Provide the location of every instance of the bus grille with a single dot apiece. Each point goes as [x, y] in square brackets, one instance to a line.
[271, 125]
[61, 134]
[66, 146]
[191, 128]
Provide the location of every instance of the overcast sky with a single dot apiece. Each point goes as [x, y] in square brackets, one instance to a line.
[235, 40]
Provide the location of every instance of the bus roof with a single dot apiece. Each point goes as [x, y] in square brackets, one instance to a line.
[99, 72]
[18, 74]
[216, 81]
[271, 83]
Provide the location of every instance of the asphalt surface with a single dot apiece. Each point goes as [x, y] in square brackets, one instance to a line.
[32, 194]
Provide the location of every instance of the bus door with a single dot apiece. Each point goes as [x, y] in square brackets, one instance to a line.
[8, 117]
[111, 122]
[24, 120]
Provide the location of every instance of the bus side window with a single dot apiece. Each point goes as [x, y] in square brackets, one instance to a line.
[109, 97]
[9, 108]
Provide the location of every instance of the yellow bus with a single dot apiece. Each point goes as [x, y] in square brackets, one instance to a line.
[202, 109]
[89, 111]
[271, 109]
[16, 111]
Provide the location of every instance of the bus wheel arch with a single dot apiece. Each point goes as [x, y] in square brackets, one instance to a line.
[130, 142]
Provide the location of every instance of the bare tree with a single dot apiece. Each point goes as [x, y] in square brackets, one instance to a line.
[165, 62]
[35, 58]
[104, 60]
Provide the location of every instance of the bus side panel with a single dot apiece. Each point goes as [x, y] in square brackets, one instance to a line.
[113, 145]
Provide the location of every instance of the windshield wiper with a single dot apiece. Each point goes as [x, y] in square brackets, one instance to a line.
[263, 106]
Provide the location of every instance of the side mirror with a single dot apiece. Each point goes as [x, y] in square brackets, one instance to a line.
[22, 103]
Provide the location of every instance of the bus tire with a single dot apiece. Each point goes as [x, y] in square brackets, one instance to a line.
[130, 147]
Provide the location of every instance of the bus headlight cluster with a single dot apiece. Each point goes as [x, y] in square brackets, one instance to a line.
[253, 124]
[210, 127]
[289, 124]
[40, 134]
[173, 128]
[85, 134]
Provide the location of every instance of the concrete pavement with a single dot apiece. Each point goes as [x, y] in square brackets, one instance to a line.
• • • •
> **Exercise requirements**
Having read the entries, output all of them verbatim.

> **Answer section**
Provide the location of every instance of the bus grille with a single dot apiece. Each point goes as [x, y] in square brackets, one instance to a line.
[271, 125]
[61, 134]
[66, 146]
[191, 128]
Provide the location of every instance of the overcast sky with a single dot apiece. Each point goes as [x, y] in square brackets, one instance to a line.
[235, 40]
Provide the location of every instance of the bus roof with a single dot apiece. Each point goes as [x, y] in square brackets, one instance to a line.
[99, 72]
[18, 74]
[216, 81]
[271, 83]
Provide the location of every instance of the asphalt surface with a single dot apiece. Each point goes as [x, y] in square brackets, one instance to a line.
[32, 194]
Provide the location of every instance of the bus door with a single dot apiece. Each point goes as [x, y] in square brackets, one instance to a line.
[8, 117]
[111, 122]
[24, 120]
Provide the location of every instance of the bus side window with a single dot apiece. Each point goes as [x, y] in square brackets, one instance to a line.
[109, 97]
[9, 108]
Provide the location of every instance of the yellow bus with a single dot apiece. Each point goes as [x, y] in square brackets, one instance to a line.
[202, 109]
[89, 111]
[271, 109]
[16, 111]
Provide the location of every instance of the bus wheel arch with a single dot apiece. Each point goes as [x, y] in square brackets, one instance to a line.
[130, 142]
Provide the location of every instance of the bare tree with a single dot apiece. Each point goes as [x, y] in square brackets, one instance to a line.
[165, 62]
[35, 58]
[104, 60]
Provide the location of every instance of the bus side panel with a single dot apiece. Each point goes as [x, y] in square brackets, one instance to a line.
[113, 145]
Provide the location of every instance of the windshield wiper with a single dot apiece. Each point goes as [x, y] in square brackets, one instance to a line.
[263, 106]
Provide the location of every instance of the side mirror with a single dot apiece. Each point goes as [x, y] in square brackets, one instance to a line.
[22, 103]
Provide the location of every instance of the bus tire with a single dot apiece. Each point goes as [x, y] in square brackets, one instance to a line.
[130, 147]
Provide the location of every instance of the bus headlight cluster with a single dot apiece. Each point goes as [x, y] in square brackets, one instance to a line.
[253, 124]
[210, 127]
[289, 124]
[40, 134]
[173, 128]
[85, 134]
Provide the location of every instance of the concrete pavement with a single dot apiece. Each point goes as [x, y] in square brackets, one instance to a line.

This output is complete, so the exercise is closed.